[START OF Supplied material]
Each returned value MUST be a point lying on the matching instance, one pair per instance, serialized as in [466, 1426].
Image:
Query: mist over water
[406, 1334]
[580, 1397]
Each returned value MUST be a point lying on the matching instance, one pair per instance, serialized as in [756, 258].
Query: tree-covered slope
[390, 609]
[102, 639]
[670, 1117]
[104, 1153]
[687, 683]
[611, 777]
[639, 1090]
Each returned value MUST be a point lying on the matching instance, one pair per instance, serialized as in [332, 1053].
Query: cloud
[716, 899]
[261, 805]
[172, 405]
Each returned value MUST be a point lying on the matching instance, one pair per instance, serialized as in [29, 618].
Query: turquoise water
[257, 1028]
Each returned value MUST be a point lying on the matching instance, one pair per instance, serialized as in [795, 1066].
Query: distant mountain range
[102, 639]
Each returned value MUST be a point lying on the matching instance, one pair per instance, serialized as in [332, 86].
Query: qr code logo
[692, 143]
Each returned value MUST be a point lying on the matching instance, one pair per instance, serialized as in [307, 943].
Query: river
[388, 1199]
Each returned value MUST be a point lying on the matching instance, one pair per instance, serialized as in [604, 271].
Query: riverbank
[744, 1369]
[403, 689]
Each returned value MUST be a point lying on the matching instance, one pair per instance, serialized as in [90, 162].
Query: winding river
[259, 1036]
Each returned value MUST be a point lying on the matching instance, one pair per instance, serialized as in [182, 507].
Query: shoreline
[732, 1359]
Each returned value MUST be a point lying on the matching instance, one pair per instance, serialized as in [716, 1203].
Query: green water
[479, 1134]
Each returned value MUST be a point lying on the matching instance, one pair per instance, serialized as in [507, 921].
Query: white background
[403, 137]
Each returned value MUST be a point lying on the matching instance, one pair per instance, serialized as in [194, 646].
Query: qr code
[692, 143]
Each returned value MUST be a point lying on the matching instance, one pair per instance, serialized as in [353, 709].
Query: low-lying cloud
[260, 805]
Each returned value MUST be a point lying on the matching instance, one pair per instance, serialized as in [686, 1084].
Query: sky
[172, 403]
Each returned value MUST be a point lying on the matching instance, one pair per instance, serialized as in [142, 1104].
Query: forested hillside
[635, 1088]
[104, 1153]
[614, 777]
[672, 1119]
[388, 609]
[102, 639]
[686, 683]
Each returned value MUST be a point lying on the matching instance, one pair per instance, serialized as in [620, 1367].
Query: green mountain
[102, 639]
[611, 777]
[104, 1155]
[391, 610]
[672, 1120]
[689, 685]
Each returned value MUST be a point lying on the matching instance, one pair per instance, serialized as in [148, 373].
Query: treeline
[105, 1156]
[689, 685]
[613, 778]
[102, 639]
[END OF Supplied material]
Task statement
Update the records above by replacing every occurrence of "lying on" with "located on", leaving all other text unchanged.

Task solution
Each returned value MUST be a point located on the matching instance, one pair per instance, serialized as in [466, 1426].
Image:
Query: mist over water
[406, 1334]
[580, 1397]
Each returned value MUST be a point located on the matching instance, one pair per instance, serialized as in [756, 258].
Query: tree-covered slope
[390, 609]
[102, 639]
[670, 1117]
[104, 1153]
[687, 683]
[611, 777]
[639, 1090]
Each returned value MUST be a point located on the matching instance, one pair per instance, serialized as in [332, 1053].
Query: cloud
[716, 899]
[261, 805]
[172, 405]
Each returned value MUST be a point located on the matching instance, one pair per instance, serialized as in [29, 618].
Query: turquoise water
[257, 1028]
Each returned value MUST be a point located on the matching instance, one pair per instance, serialized as in [795, 1066].
Query: distant mountain range
[102, 639]
Each returned value MUST be a point located on the matching instance, one pair per instance, serialized as in [332, 86].
Query: qr code logo
[692, 143]
Each returned value MUST be a point located on the matching instance, one pair per instance, serialized as in [307, 943].
Query: river
[388, 1199]
Each returned value MUST be a point located on the matching instance, one pair per instance, serialized as in [604, 271].
Query: riverbank
[744, 1369]
[403, 689]
Each returned value MUST be a point located on the matching instance, one pair per instance, serialized as in [90, 162].
Query: winding river
[259, 1036]
Each returned value MUST be a point located on the matching instance, one pair per instance, serialized as in [182, 507].
Query: shoreline
[732, 1359]
Each returned value MUST be a point located on the matching instance, one pair per instance, serialized as in [716, 1203].
Query: green water
[479, 1134]
Each returned value MUST be a point located on the matching instance, one pair per instance, serialized as in [507, 921].
Query: white background
[403, 137]
Each returned value MUST be a point located on the matching instance, one pair per instance, serialized as in [194, 646].
Query: qr code
[692, 143]
Each returned value MUST be a point located on the matching instance, one pair per instance, serialized as in [353, 709].
Query: low-lying cloud
[260, 805]
Each returned value MUST be a point located on the matching instance, one pair per instance, serialized as in [686, 1084].
Query: sky
[172, 403]
Each returned value MUST be a point located on the matching instance, one pair per instance, serialized as in [142, 1104].
Query: forested hillside
[635, 1088]
[104, 1153]
[614, 777]
[672, 1119]
[388, 609]
[102, 639]
[686, 683]
Each returned value MUST be a point located on the matching instance, one pair per instance, serialized as in [620, 1367].
Query: green mountain
[102, 639]
[611, 777]
[104, 1155]
[391, 610]
[672, 1120]
[689, 685]
Each returned value MUST be a point located on the matching instance, one pair per instance, serialized as in [148, 373].
Query: treeline
[105, 1156]
[689, 685]
[613, 778]
[102, 639]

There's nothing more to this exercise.